▸ **Required action**:
Each entry that follows is to be retyped exactly. Pictures do not belong in the copy.

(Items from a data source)
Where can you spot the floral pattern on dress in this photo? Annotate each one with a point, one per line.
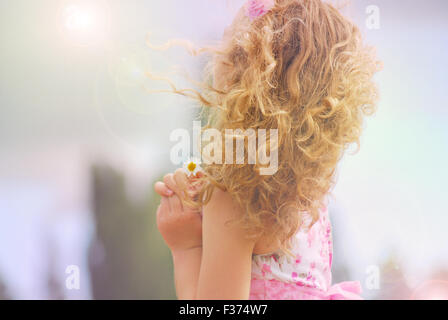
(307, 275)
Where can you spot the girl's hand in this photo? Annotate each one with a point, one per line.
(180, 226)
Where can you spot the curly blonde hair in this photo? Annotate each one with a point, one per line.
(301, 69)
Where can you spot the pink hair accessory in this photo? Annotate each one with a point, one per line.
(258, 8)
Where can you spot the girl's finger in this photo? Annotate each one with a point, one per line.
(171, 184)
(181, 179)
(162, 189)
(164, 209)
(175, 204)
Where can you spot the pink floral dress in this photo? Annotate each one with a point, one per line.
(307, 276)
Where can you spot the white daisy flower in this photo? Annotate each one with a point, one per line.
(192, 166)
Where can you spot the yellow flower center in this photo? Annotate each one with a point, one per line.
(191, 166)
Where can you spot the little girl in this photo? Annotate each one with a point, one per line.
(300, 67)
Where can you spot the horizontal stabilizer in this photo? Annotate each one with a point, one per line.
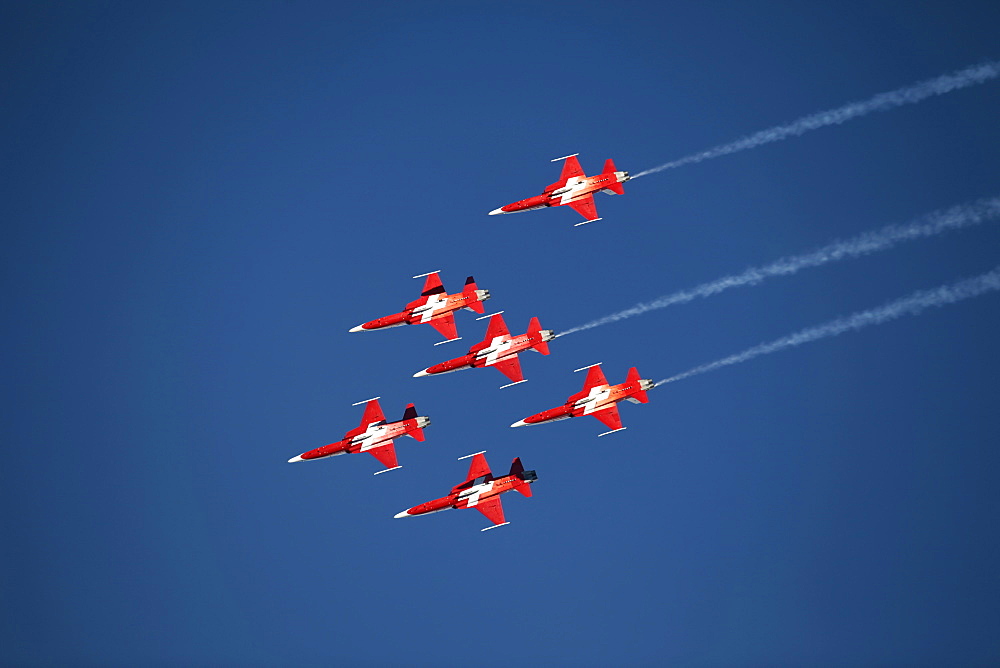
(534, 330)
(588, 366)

▸ **Exercise result**:
Where can you spot the floral pattern on dress in this photo? Annotate each one with a point, one per line.
(307, 275)
Where can you spot the girl's hand in this photo? Annotate each one with a point, one per line.
(180, 226)
Where can you spot the curly blonde hair in this photo? Annotate each one with a point, one per line.
(301, 69)
Where can you spot the pink hair accessory in this photo? Annotate each one with a point, one per line.
(258, 8)
Where can you spot the girl's finger in this photo? Annotate each one with a point, one per line.
(171, 184)
(181, 179)
(162, 189)
(164, 209)
(175, 204)
Where can you spot the pink floral dress in this photo? Annotate each one with a point, one per line.
(307, 276)
Where can you spot the white daisy flower in this photo? Annotate each one with a point, one per line.
(192, 166)
Where can you spot the yellow flower center in this photo? Annotate each one with a point, one per line.
(191, 166)
Where can you spot the little girl in this photo? Annotate each one with a point, one per line.
(300, 67)
Where can you spot the horizontal stabilizer in this photo? Annotate each one with a point, one per line.
(534, 330)
(588, 366)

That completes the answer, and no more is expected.